→ **What to produce**: Return the lines below exactly as they appear, please, starting with the first and ending with the one that contains "[trace] alamy watermark".

[Stored data entries]
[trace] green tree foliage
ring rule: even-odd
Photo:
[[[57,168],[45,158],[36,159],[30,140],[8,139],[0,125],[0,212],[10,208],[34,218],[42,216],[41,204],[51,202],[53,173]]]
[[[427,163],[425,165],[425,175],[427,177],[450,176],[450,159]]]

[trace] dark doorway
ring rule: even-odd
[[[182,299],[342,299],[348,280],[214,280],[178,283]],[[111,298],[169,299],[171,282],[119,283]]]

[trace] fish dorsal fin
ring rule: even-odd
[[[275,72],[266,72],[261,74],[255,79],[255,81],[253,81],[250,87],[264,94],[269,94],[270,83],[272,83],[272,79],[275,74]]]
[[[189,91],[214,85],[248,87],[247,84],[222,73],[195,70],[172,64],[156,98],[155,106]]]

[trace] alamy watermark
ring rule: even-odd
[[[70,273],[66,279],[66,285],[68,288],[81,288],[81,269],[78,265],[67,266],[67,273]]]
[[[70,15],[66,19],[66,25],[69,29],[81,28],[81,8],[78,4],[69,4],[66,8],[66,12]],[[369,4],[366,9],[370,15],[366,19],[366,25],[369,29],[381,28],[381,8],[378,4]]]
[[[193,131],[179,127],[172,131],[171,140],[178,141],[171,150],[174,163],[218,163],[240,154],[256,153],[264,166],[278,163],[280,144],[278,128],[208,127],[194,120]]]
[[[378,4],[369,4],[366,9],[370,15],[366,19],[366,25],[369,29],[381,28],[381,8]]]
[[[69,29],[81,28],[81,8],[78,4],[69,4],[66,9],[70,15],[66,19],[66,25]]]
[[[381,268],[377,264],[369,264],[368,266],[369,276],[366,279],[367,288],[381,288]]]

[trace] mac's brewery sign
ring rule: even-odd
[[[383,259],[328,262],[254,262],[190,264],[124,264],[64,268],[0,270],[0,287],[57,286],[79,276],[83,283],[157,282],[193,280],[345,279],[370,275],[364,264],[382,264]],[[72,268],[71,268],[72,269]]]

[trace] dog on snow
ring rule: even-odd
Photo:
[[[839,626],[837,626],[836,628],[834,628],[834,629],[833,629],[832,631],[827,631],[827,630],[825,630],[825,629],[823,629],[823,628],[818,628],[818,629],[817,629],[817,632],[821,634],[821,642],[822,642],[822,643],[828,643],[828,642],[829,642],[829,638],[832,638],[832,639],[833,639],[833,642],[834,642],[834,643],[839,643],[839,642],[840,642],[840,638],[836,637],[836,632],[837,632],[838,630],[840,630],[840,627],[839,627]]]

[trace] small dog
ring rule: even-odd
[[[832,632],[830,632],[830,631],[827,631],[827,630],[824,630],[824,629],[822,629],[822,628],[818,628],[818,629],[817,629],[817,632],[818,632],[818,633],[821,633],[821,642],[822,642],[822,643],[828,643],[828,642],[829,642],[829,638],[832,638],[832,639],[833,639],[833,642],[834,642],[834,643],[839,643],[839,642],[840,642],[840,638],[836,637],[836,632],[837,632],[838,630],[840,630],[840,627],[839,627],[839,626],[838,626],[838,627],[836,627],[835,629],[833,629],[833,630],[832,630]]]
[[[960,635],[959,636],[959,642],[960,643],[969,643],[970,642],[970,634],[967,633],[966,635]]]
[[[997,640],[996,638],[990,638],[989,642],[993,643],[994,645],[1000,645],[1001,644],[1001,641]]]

→ **Exercise result**:
[trace] green tree foliage
ring rule: even-odd
Photo:
[[[57,168],[45,158],[36,159],[30,140],[8,139],[0,125],[0,212],[10,208],[34,218],[42,216],[41,204],[51,202],[53,173]]]
[[[427,163],[425,165],[425,175],[427,177],[450,176],[450,159]]]

[trace] dark doorway
ring rule: even-odd
[[[182,299],[342,299],[348,280],[214,280],[178,283]],[[111,298],[169,299],[171,282],[119,283]]]

[trace] fish dorsal fin
ring rule: even-odd
[[[275,72],[266,72],[261,74],[255,79],[255,81],[253,81],[250,87],[264,94],[269,94],[270,83],[272,83],[272,79],[275,74]]]
[[[189,91],[214,85],[248,87],[247,84],[222,73],[195,70],[172,64],[156,98],[155,106]]]

[trace] alamy watermark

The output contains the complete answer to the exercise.